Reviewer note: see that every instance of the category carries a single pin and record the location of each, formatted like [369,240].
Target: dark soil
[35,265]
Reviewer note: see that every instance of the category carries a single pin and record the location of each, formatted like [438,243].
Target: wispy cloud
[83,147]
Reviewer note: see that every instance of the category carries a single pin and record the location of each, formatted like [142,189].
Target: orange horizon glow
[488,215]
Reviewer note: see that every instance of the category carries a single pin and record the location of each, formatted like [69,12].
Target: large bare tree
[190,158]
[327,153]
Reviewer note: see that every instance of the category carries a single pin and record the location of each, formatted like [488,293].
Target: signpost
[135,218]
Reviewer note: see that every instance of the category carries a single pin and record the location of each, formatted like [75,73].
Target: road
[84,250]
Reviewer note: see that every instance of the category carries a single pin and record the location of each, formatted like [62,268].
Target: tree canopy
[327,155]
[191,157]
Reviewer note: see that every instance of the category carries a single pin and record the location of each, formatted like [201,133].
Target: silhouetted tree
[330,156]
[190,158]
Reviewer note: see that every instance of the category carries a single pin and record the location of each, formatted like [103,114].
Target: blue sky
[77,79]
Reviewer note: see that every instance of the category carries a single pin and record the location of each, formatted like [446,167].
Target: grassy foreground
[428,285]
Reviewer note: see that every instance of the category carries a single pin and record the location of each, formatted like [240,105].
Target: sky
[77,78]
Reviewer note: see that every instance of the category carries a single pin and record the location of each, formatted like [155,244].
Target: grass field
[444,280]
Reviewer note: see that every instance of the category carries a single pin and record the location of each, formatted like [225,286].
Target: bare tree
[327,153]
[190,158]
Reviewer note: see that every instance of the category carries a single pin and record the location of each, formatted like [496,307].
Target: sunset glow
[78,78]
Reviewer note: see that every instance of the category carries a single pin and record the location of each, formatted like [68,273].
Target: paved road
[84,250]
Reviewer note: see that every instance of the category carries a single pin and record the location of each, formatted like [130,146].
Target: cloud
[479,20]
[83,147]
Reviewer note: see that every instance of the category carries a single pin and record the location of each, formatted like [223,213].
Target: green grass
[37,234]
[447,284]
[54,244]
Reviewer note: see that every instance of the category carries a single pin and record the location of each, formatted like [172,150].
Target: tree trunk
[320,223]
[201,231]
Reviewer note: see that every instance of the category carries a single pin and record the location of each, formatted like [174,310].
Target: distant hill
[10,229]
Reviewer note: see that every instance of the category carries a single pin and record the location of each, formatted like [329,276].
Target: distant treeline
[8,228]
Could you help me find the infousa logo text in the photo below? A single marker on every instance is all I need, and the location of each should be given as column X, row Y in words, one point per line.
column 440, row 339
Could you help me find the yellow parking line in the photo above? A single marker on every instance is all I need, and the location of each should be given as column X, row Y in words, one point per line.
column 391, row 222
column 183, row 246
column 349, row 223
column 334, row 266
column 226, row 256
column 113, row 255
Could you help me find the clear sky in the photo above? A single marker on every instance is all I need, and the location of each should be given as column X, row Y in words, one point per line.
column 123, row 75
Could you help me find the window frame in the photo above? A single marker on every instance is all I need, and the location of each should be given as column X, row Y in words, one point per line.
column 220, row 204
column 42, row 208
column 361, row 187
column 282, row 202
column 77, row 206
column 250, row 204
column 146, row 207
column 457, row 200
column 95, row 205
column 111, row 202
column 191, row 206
---
TASK PROMPT: The answer must be an exact copy of every record above.

TASK RESPONSE:
Reviewer note: see that every instance of the category carries a single pin and record the location of each, formatted like [369,240].
Target: dark soil
[35,265]
Reviewer note: see that every instance of the category carries a single pin and record the location of each, formatted like [438,243].
Target: wispy cloud
[83,147]
Reviewer note: see that every instance of the category carries a single pin and record the location of each, formatted like [142,189].
Target: orange horizon glow
[488,215]
Reviewer note: see that every instance of the category carries a single pin and record the location of each, formatted like [69,12].
Target: large bare tree
[190,158]
[327,153]
Reviewer note: see that every instance of the category carries a single pin and record the location of each, formatted like [488,293].
Target: signpost
[135,218]
Reviewer note: see that every instance of the category carries a single pin and record the location of each, formatted like [75,73].
Target: road
[84,250]
Reviewer note: see that every instance of the category carries a single pin and record the location of each, formatted like [62,268].
Target: tree canopy
[327,155]
[191,157]
Reviewer note: see that every instance of the category carries a single pin and record the location of each, formatted like [201,133].
Target: silhouetted tree
[330,156]
[190,158]
Reviewer note: see that every instance of the category carries a single pin and record the location of each, formatted like [103,114].
Target: blue sky
[77,79]
Reviewer note: see that every instance of the category carries a single pin and record the location of each, formatted like [446,167].
Target: grassy foreground
[428,285]
Reviewer note: see that every instance of the category carries a single pin and record the location of each, formatted like [240,105].
Target: sky
[77,78]
Reviewer note: see that every instance of the category carries a single pin and record the location of each, formatted like [155,244].
Target: grass field
[444,280]
Reviewer note: see that every instance of the category carries a single pin and record the location of each, formatted like [225,286].
Target: bare tree
[327,153]
[190,158]
Reviewer note: see that every instance of the category carries a single pin and record the location of each, formatted like [496,307].
Target: sunset glow
[78,78]
Reviewer note: see that every instance of the category carries a single pin and record the location of each, formatted like [68,273].
Target: paved road
[84,250]
Reviewer note: see that every instance of the category carries a single pin and record the location of each, formatted like [130,146].
Target: cloud
[479,20]
[83,147]
Reviewer note: see that every instance of the category carries a single pin and record the location of each, formatted like [223,213].
Target: green grass
[37,234]
[447,284]
[54,244]
Reviewer note: see that every instance of the category carries a single pin and record the location of each, formatted like [172,150].
Target: tree trunk
[320,223]
[201,231]
Reviewer note: see that every instance of the category carries a single pin and record the location of each, formatted like [174,310].
Target: distant hill
[10,229]
Reviewer note: see that every instance of the category carries a single pin and record the location of each, formatted like [329,276].
Target: distant treeline
[8,228]
Could you help me find the infousa logo text in the photo below? A single marker on every instance is all I need, and the location of each should be given as column X, row Y in words, one point per line.
column 440, row 339
Could you help me find the yellow parking line in the photo above? A single marker on every instance is all I need, and the location of each should be given as column X, row Y in words, one point per line.
column 391, row 222
column 183, row 246
column 349, row 223
column 334, row 266
column 226, row 256
column 113, row 255
Could you help me find the clear sky in the photo above? A single marker on every instance is all I need, and the location of each should be given as column X, row Y in words, one point per line.
column 123, row 75
Could you help me find the window frame in the photo above? A single marker on every instance is all I need, and the location of each should be given as column X, row Y in words, one point per line.
column 220, row 204
column 42, row 208
column 361, row 187
column 282, row 202
column 77, row 206
column 250, row 204
column 146, row 207
column 457, row 200
column 95, row 205
column 111, row 202
column 191, row 206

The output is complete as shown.